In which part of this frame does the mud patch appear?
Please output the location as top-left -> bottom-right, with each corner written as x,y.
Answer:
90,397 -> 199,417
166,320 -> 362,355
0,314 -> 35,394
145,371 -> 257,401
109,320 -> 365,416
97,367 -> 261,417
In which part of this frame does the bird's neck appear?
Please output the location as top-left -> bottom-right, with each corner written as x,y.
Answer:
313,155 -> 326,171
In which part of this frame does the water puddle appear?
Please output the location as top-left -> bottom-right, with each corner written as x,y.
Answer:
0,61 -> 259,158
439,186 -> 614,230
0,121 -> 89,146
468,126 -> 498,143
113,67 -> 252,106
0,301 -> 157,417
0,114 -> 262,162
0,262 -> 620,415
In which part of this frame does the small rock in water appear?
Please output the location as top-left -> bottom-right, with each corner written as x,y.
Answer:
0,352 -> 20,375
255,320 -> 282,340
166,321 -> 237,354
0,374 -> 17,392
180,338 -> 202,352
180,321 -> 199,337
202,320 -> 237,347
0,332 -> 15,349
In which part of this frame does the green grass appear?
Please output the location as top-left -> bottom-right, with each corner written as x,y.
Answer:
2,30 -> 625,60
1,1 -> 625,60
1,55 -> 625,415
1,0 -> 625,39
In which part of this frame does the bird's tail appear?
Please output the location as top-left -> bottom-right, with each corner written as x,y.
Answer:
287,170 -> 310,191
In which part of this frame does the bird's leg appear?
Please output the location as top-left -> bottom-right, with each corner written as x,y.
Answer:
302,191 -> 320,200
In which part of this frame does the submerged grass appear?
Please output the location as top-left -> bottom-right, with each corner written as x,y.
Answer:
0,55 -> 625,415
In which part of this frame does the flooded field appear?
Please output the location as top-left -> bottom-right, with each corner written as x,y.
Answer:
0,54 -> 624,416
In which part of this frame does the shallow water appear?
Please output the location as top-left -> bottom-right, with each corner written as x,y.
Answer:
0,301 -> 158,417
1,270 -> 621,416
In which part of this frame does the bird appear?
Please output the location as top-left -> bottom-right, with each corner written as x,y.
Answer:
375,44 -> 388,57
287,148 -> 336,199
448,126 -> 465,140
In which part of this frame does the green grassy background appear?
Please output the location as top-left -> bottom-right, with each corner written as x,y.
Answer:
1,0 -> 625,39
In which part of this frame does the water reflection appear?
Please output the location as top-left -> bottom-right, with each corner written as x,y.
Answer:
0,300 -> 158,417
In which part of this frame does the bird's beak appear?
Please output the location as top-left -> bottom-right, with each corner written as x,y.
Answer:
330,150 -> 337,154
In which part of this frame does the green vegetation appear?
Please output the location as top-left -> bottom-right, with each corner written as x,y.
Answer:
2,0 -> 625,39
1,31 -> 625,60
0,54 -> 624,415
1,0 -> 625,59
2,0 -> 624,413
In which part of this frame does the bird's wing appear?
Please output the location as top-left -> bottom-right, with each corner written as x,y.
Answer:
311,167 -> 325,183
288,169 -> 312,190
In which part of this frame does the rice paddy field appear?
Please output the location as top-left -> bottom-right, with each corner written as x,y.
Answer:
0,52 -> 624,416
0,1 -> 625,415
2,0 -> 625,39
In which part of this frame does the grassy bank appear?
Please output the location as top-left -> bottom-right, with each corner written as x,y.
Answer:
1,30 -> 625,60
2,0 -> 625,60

----

Work instruction
Each line of the listing above that contains the word "green" counts once; please give the total and nothing more.

Exercise answer
3